* [SET EXERCISE]: Output the lines of data below exactly as they appear, omitting the pictures.

[Coordinate annotation entries]
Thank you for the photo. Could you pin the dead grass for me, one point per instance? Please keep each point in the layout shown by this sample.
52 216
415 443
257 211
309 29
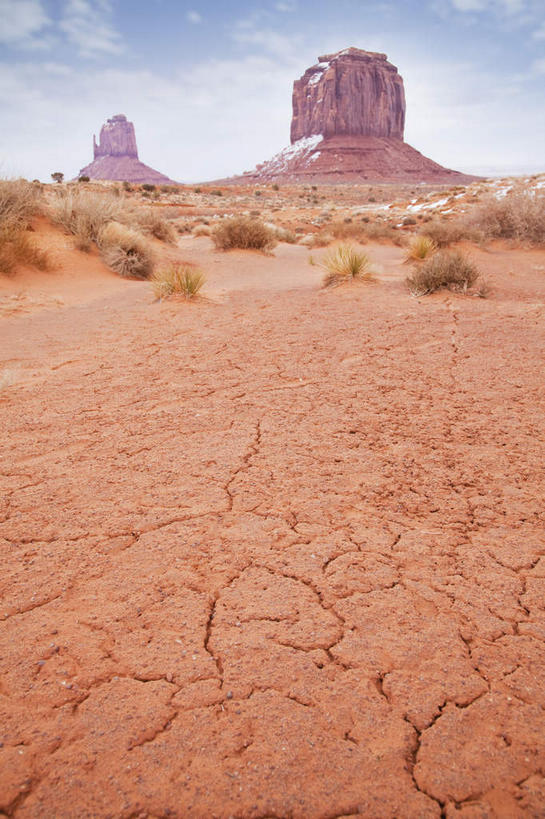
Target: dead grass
153 222
84 214
245 233
420 247
181 279
519 216
344 263
125 251
19 202
446 270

* [FINISHED TASK]:
Thank you for the photo. Could you pin the dead grass for me, one point per instance? Please keep each point in the layout shown by this sample.
52 216
415 443
257 211
309 29
Target: dead grass
153 222
84 214
245 233
420 247
181 279
519 216
344 263
125 251
19 202
446 270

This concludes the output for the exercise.